(Your objective):
Would you return the complete listing below word for word?

--- Start Supplied data ---

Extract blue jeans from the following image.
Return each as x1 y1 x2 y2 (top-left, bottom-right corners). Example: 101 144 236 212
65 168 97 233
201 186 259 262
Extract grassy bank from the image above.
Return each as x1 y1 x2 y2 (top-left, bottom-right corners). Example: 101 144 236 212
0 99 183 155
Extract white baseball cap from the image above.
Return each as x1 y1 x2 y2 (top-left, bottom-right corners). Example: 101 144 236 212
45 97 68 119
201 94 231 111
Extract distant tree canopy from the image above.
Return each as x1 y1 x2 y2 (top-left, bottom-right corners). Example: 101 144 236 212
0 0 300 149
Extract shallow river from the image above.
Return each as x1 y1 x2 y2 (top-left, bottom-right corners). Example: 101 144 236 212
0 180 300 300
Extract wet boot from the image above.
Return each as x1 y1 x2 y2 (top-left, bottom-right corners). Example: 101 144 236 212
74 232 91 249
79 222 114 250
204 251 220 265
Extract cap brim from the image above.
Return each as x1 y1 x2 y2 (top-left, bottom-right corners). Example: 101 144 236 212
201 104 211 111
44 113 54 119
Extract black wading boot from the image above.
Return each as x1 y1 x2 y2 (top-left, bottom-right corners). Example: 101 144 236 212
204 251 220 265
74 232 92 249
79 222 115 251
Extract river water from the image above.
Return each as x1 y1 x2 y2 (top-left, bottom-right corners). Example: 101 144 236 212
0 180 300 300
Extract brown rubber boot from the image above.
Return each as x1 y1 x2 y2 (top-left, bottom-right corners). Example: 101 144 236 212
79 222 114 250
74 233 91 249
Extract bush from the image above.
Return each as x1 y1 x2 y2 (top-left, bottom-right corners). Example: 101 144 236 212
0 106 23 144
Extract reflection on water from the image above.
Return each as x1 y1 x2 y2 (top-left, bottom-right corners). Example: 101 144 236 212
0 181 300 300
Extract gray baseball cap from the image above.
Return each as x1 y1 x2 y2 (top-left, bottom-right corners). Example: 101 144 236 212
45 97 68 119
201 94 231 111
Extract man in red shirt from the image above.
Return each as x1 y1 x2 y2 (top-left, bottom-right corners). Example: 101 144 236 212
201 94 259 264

--- End Supplied data ---

(Result for this task):
Extract blue jeans from the following image.
Return each as x1 y1 x2 y2 (top-left, bottom-right corners). Example: 101 144 236 212
65 168 97 233
201 186 259 262
Extract grassy bank from the image above.
Return each as x1 y1 x2 y2 (top-left, bottom-right corners). Example: 101 144 236 212
0 99 183 155
Extract white baseball cap from the image above.
Return each as x1 y1 x2 y2 (top-left, bottom-right corners). Example: 101 144 236 212
45 97 68 119
201 94 231 111
Extract distant tree canopy from the image above.
Return each as x1 y1 x2 y2 (top-left, bottom-right corners). Example: 101 144 236 212
0 0 300 149
Extract shallow river from the image above.
Return each as x1 y1 x2 y2 (top-left, bottom-right corners). Example: 101 144 236 212
0 180 300 300
Extract wet boot from the image above.
Return each as x1 y1 x2 y2 (top-left, bottom-right corners). Example: 101 144 236 212
74 232 91 249
79 222 114 250
204 251 220 265
Extract cap brim from the image above.
Return each as x1 y1 x2 y2 (top-left, bottom-right corners). Example: 101 144 236 212
201 104 211 111
44 113 54 119
Extract black wading boot from the image above.
Return each as x1 y1 x2 y2 (top-left, bottom-right corners). Example: 101 144 236 212
204 251 220 265
74 232 92 249
79 222 115 251
Extract river water from the image above.
Return each as x1 y1 x2 y2 (top-left, bottom-right corners). Example: 101 144 236 212
0 180 300 300
Extract brown rubber boot from the image above.
Return each as x1 y1 x2 y2 (top-left, bottom-right corners). Example: 101 144 236 212
79 222 114 250
74 233 91 249
Extract bush from the image above.
Return each as x1 y1 x2 y2 (top-left, bottom-right corners). Example: 101 144 236 212
0 106 23 144
Extract reflection on water from the image above.
Return each as x1 y1 x2 y2 (top-left, bottom-right corners). Example: 101 144 236 212
0 181 300 300
Extract gray baseball cap from the image above.
Return each as x1 y1 x2 y2 (top-left, bottom-right corners). Example: 101 144 236 212
45 97 68 119
201 94 231 111
Extract man in red shirt from the image above.
Return each as x1 y1 x2 y2 (top-left, bottom-right corners). Example: 101 144 236 212
201 94 259 264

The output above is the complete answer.